═══ Data extracts
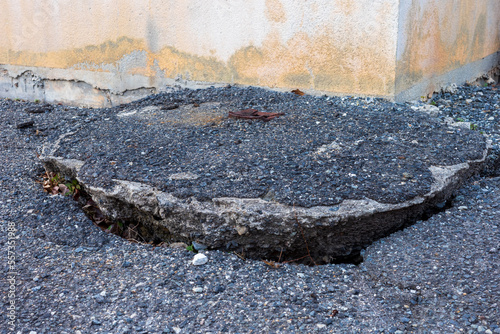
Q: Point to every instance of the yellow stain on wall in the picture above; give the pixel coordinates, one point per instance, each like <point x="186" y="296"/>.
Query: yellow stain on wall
<point x="303" y="62"/>
<point x="437" y="45"/>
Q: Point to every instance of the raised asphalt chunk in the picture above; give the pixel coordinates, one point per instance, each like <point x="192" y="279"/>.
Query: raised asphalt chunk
<point x="329" y="173"/>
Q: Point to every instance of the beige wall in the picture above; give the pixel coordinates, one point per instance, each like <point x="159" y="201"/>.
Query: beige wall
<point x="107" y="52"/>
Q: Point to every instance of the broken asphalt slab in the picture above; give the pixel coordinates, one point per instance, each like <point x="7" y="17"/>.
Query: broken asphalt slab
<point x="330" y="174"/>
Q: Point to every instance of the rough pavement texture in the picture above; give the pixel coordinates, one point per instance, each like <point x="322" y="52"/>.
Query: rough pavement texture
══════
■ What is expected:
Each line from the one holding "Query: raised asphalt chunk" through the last line of the data is to be transcribed exactly, with nothing else added.

■ Your response:
Query: raised asphalt chunk
<point x="329" y="173"/>
Q: Point to every instance of the beige wall in the picture above; give the pixel coordinates, one point per instance, each like <point x="159" y="201"/>.
Query: beige wall
<point x="107" y="52"/>
Q: Point to every instance of the broken asphalt slab in the picture above; give the pixel coordinates, one point per instance, each like <point x="7" y="17"/>.
Query: broken asphalt slab
<point x="330" y="174"/>
Q: Point to every instance of the rough pavement texture in the picture above; give the pixel coordinates, one point per instance, each like <point x="322" y="52"/>.
Query: rough pavement texture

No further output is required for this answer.